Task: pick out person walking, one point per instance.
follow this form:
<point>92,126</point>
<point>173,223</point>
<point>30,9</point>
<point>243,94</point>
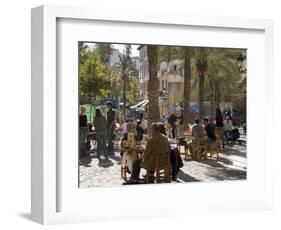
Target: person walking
<point>100,127</point>
<point>219,125</point>
<point>110,125</point>
<point>83,131</point>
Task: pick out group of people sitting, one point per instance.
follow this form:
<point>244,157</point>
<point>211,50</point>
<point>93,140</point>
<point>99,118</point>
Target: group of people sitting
<point>157,144</point>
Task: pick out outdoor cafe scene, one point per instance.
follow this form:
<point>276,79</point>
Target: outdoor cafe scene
<point>152,114</point>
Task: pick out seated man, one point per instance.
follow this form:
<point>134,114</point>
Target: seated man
<point>157,144</point>
<point>197,131</point>
<point>140,131</point>
<point>128,142</point>
<point>228,128</point>
<point>210,131</point>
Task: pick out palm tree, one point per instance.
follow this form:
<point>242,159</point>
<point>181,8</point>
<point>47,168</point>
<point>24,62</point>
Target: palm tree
<point>187,87</point>
<point>153,85</point>
<point>223,75</point>
<point>201,62</point>
<point>125,66</point>
<point>104,51</point>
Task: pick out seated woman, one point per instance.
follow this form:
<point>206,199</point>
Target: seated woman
<point>128,143</point>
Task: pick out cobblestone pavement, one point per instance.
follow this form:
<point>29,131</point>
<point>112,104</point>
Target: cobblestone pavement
<point>231,165</point>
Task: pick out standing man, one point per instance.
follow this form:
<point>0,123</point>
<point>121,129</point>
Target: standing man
<point>172,119</point>
<point>83,131</point>
<point>110,125</point>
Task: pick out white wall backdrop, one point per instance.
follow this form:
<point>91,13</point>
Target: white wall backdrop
<point>15,111</point>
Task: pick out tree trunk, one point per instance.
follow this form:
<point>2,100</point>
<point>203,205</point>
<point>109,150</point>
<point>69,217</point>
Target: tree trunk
<point>213,99</point>
<point>187,88</point>
<point>124,97</point>
<point>153,86</point>
<point>201,94</point>
<point>218,96</point>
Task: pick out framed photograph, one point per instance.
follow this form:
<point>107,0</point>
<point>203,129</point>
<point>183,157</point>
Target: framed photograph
<point>144,114</point>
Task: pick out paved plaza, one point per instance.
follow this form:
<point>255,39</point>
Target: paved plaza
<point>231,165</point>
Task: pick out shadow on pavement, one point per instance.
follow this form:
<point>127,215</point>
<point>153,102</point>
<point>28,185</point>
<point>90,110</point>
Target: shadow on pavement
<point>105,163</point>
<point>85,161</point>
<point>185,177</point>
<point>227,174</point>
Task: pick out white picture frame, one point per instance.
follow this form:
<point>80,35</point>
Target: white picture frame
<point>46,183</point>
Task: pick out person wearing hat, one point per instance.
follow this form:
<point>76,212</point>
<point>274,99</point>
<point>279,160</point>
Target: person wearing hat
<point>129,142</point>
<point>110,126</point>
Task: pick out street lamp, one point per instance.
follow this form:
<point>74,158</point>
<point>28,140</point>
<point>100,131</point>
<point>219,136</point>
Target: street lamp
<point>240,61</point>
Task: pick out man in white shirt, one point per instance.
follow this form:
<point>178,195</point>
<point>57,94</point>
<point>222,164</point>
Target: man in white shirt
<point>227,124</point>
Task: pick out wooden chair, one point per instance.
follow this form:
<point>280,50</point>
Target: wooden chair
<point>162,170</point>
<point>214,148</point>
<point>199,149</point>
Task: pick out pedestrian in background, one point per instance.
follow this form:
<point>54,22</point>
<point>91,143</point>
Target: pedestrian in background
<point>100,128</point>
<point>110,127</point>
<point>83,131</point>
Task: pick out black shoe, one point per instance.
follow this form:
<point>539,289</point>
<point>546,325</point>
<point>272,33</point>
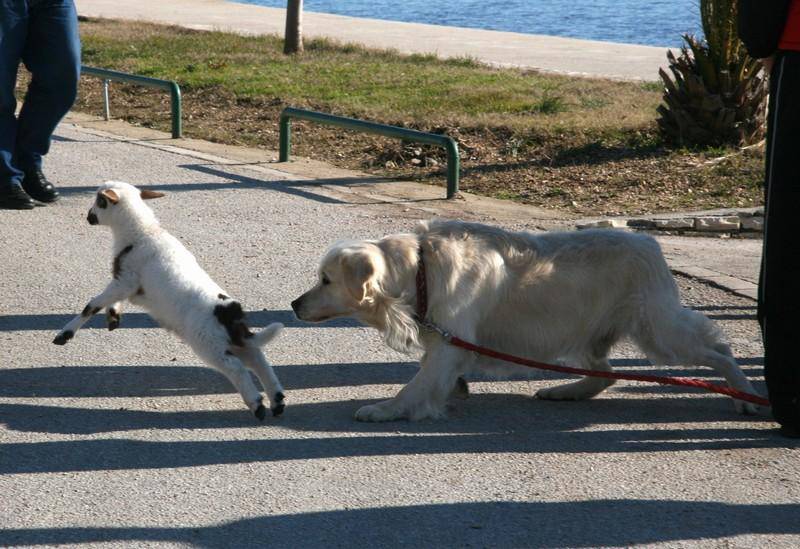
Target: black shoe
<point>38,187</point>
<point>12,197</point>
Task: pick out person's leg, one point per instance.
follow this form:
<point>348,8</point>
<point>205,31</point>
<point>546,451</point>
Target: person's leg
<point>780,279</point>
<point>13,30</point>
<point>52,55</point>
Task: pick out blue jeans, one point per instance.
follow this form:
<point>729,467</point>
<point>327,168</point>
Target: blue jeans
<point>43,34</point>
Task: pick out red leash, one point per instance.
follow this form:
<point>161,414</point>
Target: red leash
<point>422,306</point>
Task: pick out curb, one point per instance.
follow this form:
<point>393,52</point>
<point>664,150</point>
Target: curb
<point>743,223</point>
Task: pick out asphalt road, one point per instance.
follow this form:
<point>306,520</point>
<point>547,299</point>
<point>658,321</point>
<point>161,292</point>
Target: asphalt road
<point>126,439</point>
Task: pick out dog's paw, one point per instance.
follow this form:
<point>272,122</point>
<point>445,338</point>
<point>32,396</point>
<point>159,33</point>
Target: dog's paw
<point>279,406</point>
<point>63,337</point>
<point>382,411</point>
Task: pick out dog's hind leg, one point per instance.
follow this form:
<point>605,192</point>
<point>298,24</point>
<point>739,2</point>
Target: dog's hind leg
<point>426,394</point>
<point>687,337</point>
<point>583,388</point>
<point>596,359</point>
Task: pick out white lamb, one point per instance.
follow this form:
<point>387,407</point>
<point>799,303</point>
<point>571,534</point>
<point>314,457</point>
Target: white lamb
<point>154,270</point>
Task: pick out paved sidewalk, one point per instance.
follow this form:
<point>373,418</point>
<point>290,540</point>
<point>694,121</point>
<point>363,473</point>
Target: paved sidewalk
<point>124,439</point>
<point>548,53</point>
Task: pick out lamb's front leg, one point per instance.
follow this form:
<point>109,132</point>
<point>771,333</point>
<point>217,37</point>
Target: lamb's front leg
<point>426,395</point>
<point>117,290</point>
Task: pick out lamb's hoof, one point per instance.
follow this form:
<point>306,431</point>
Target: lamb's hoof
<point>261,412</point>
<point>461,390</point>
<point>279,405</point>
<point>63,337</point>
<point>113,321</point>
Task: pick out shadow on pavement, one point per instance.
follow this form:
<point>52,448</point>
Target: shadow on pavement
<point>591,523</point>
<point>487,423</point>
<point>256,319</point>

..............................

Only one stretch of the entries above is wanted: the lines from the one containing "Task: pick out white picture" through the one containing "<point>279,160</point>". Please reproduce it exactly.

Task: pick out white picture frame, one point per instance.
follow this form:
<point>80,35</point>
Target: white picture frame
<point>46,183</point>
Task: pick out person wearing hat, one point per instance.
follow this form:
<point>76,212</point>
<point>274,99</point>
<point>279,160</point>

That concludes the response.